◆ WHAT YOU SHOULD DO ◆
Can you return the passage of the profile of Malachy, word for word, starting at "He followed his" and ending at "daughter, Julia McSweeney."?

◆ GIVEN TEXT ◆

########################################

Young Malachy made his first bodhran at 9. When he was a boy, “The bodhrán was usually only played one day of the year in Ireland, and that was what they called St. Stephen’s Day” — Dec. 26,” he said in a 2016 interview with Jay Shefsky on WTTW’s “Chicago Tonight.”
He and his four brothers and sister grew up on a farm. Even during the Great Depression, his parents Bridget and Martin “were completely self-sufficient,” his daughter said. “They made everything or produced everything they needed except for tea and sugar.”
They heated their home with turf–peat cut from bogland. While working in the bog, their cousin John Towey uncovered a famous archaeological treasure when his turf spade hit an eighth-century artifact now known as the Moylough Belt Shrine. A lavishly decorated metal casing for a leather belt, it’s in the collection of the National Museum of Ireland.
When Malachy was a boy, “every house was full and there were lots of kids,” his daughter said. But with few jobs, “Eventually, everyone left.”
He followed his brothers to London, where he helped repair the damage from German bombs during the Blitz. He stayed busy because he knew how to do plastering, painting, carpentry and bricklaying.
Able-bodied men went to war, so, “at 17, he had a whole gang of men working under him,” said another daughter, Julia McSweeney.
One day, “He and his brothers were repairing some building that had been damaged in the bombing. and he walked across a roof,” Muhr said. “What he didn’t know was the roof was glass that had been painted black during the blackout” to shield the lights from enemy aircraft. “He fell through the glass really hard on a big table, and he was out of breath, and the table was surrounded by people, and they were all screaming at him. He looked around, and he realized he was lying on a big map of Europe with little boats and flags. It was the British Army’s battle headquarters.
“He was promptly arrested,” Muhr said. “They let him go right away when they realized he was one of the guys trying to repair the damage.”
In London, he met Bridget Mooney, a fellow Irish immigrant from Ardee in County Louth. Beside working at a hospital, she had a wartime factory job making timers for bombs, according to their daughters.

########################################

◆ DATA LISTING ◆
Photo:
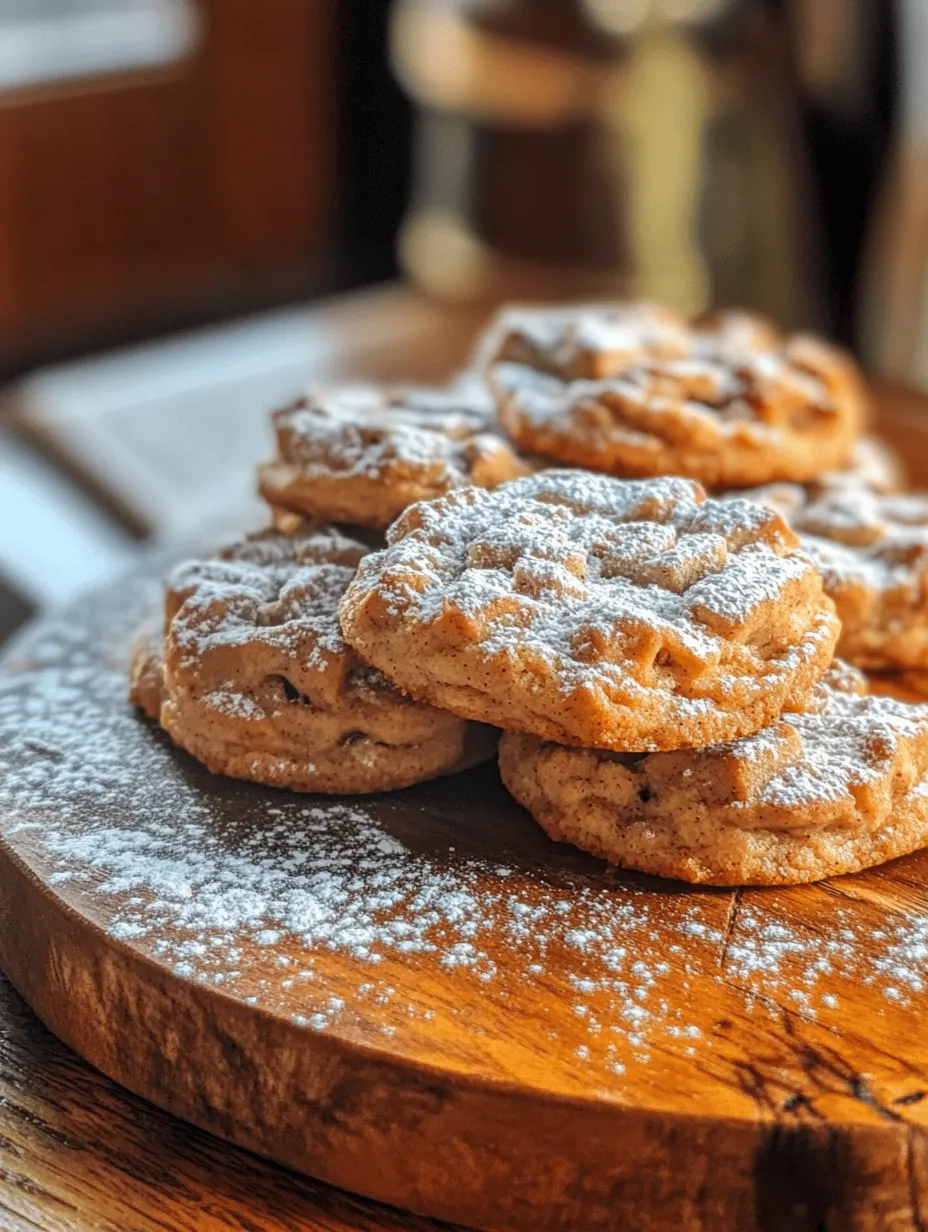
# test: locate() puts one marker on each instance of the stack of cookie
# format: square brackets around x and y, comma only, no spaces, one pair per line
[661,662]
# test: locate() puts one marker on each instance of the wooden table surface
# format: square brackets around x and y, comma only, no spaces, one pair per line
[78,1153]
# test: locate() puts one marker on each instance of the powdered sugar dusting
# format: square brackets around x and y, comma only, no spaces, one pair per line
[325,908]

########################################

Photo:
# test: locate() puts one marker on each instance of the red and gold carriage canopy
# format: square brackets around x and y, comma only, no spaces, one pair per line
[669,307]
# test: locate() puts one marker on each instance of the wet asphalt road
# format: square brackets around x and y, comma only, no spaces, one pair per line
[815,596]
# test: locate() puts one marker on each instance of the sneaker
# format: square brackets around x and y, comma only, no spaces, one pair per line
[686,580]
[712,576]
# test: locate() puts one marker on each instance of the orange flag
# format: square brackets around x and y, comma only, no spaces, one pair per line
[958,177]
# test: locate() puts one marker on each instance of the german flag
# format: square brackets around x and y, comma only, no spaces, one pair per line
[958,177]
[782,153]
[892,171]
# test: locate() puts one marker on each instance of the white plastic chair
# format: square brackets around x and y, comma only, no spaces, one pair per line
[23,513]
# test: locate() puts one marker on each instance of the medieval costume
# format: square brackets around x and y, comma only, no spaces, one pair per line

########################################

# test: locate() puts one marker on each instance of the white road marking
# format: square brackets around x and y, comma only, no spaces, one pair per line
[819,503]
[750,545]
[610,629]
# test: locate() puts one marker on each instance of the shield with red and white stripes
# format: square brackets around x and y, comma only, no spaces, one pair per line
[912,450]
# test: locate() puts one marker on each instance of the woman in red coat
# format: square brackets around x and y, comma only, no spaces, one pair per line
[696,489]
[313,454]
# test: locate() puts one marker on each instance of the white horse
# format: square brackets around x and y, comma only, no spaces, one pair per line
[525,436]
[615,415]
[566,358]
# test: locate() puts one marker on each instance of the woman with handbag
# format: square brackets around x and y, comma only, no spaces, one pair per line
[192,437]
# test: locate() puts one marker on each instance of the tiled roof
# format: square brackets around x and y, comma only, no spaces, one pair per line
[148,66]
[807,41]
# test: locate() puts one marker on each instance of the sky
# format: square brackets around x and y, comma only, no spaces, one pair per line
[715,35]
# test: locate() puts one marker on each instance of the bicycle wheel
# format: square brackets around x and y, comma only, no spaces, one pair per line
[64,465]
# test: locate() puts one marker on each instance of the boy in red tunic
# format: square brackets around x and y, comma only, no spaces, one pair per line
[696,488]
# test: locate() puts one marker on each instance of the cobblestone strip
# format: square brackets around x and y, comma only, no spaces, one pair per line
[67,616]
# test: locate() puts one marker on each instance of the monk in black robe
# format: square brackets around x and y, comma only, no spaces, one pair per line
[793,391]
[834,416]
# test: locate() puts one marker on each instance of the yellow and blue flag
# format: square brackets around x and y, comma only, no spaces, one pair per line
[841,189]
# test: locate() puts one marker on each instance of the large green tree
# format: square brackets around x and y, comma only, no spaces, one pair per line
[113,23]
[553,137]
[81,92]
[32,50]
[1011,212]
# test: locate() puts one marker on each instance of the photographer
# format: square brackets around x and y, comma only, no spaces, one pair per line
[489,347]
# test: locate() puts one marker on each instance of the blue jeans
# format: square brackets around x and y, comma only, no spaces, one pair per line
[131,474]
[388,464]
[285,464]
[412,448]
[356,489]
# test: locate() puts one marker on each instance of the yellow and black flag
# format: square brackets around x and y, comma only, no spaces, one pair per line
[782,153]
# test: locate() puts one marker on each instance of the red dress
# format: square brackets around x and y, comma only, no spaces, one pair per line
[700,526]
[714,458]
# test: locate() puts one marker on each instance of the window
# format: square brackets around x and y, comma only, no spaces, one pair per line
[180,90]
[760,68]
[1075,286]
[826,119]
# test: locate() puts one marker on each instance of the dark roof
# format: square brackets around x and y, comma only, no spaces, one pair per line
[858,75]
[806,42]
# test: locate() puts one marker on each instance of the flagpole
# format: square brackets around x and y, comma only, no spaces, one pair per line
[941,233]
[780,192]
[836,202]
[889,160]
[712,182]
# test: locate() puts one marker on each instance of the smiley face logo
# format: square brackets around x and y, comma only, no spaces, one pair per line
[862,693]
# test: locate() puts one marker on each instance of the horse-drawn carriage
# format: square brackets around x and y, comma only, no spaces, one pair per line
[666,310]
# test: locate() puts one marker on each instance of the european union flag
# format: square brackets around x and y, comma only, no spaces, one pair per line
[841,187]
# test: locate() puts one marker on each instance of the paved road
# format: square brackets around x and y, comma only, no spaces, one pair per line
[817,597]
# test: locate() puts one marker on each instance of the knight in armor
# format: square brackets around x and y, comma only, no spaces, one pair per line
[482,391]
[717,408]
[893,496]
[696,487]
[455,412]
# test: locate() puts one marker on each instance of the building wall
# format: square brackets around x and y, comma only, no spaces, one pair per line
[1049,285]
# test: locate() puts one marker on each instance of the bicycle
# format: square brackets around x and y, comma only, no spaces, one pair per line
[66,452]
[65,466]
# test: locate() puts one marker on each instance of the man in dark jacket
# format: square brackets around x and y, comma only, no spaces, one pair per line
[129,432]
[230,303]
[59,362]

########################################

◆ RESULT OF THE EXERCISE ◆
He followed his brothers to London, where he helped repair the damage from German bombs during the Blitz. He stayed busy because he knew how to do plastering, painting, carpentry and bricklaying.
Able-bodied men went to war, so, “at 17, he had a whole gang of men working under him,” said another daughter, Julia McSweeney.